→ WORK INSTRUCTIONS:
Update the records below by replacing "rifle" with "shotgun" wherever it appears and leaving everything else unchanged. Leave the pictures out of your answer.

→ EXERCISE INPUT:
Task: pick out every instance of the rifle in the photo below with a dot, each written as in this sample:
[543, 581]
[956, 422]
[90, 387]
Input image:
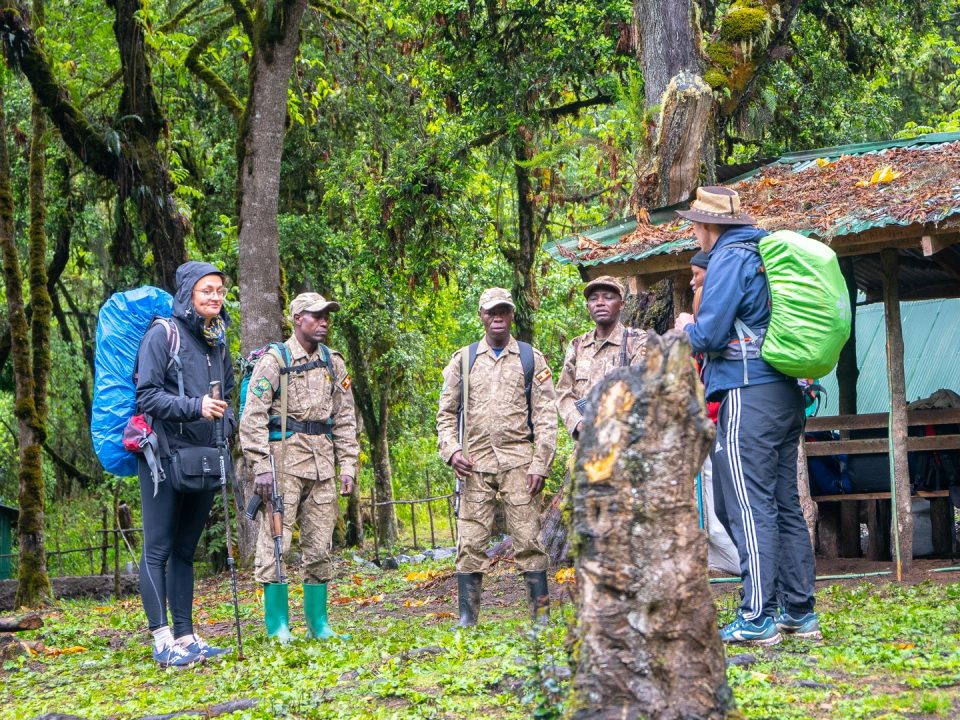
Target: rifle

→ REPLY:
Task: pick out every instance of the shotgun in the photo below with a dot, each written as in this sample:
[543, 581]
[956, 422]
[90, 387]
Input image:
Target: shotgun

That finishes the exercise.